INFORMATION SHOWN below:
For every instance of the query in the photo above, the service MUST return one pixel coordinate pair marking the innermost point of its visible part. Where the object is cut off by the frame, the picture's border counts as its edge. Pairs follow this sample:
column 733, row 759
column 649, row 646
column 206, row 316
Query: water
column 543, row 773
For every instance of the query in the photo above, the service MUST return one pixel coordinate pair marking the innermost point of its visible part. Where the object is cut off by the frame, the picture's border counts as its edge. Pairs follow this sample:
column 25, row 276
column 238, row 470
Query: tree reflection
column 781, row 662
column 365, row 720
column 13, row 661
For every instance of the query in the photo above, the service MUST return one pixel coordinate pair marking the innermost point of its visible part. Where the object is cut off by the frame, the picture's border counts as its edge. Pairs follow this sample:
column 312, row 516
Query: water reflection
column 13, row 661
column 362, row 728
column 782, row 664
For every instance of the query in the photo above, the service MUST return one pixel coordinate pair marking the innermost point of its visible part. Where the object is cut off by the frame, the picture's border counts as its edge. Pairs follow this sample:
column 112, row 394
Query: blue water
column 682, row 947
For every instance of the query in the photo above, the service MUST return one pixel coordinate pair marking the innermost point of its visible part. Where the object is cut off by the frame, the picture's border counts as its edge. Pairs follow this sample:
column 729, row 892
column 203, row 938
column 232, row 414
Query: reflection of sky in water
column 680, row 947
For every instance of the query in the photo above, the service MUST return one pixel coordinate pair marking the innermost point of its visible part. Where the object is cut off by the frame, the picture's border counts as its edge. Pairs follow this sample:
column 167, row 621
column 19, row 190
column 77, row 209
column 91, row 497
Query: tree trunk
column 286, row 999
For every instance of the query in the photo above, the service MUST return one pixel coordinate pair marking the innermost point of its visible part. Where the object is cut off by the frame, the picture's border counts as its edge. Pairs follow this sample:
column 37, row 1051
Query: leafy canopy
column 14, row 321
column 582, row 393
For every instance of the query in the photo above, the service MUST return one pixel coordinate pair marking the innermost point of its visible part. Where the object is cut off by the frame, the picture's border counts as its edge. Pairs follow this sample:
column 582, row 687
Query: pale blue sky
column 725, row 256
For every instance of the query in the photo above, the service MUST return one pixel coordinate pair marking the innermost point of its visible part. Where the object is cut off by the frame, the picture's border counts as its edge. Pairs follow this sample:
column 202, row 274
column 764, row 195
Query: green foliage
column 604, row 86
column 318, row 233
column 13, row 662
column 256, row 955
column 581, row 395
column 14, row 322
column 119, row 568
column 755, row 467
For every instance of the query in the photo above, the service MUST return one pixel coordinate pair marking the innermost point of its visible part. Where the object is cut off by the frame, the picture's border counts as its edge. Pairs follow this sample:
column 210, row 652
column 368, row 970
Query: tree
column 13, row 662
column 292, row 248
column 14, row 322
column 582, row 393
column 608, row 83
End of INFORMATION SHOWN.
- TASK TO CARRY OUT:
Look above for the line with "column 582, row 687" and the line with "column 764, row 195". Write out those two lines and all the lines between them, exactly, and no others.

- RESULT:
column 582, row 687
Query: pale blue sky
column 725, row 256
For every instance of the query in the photo above, the service MUST return one pixel coordinate pair marking the innermost point of its visible part. Where the object is cut off by the frame, the picture's border counts as its edge. Pairs follow this sample:
column 202, row 274
column 764, row 195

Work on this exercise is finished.